### What needs to be done
Please return each of the entries exactly, minus their pictures.

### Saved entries
:::

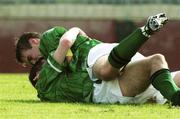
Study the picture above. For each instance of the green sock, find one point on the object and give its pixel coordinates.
(163, 82)
(127, 48)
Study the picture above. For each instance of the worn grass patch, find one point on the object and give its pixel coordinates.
(18, 101)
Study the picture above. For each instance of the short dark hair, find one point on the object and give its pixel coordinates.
(22, 43)
(34, 70)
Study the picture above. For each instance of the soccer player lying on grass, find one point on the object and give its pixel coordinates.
(116, 72)
(78, 88)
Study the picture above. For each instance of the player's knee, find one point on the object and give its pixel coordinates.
(158, 59)
(107, 74)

:::

### Answer to this exercise
Study the picture above. For each instance of the green sock, find one point on the object and give its pixel coordinates.
(163, 82)
(127, 48)
Study the picture above. For each instance of the worn grass patch, find one point on the object and give its pixel coordinates.
(18, 101)
Study the picture above. For each instance of the short dark hair, find one point on the object and give its pixel coordinates.
(22, 43)
(34, 70)
Study the picture above. For each instance of the soccer player lying on grass, find one point on the object and give its pixel coordinates.
(116, 72)
(78, 88)
Study the picture above. For each instance of the player's knee, find one point on the object and give its pixel coordinates.
(158, 59)
(107, 74)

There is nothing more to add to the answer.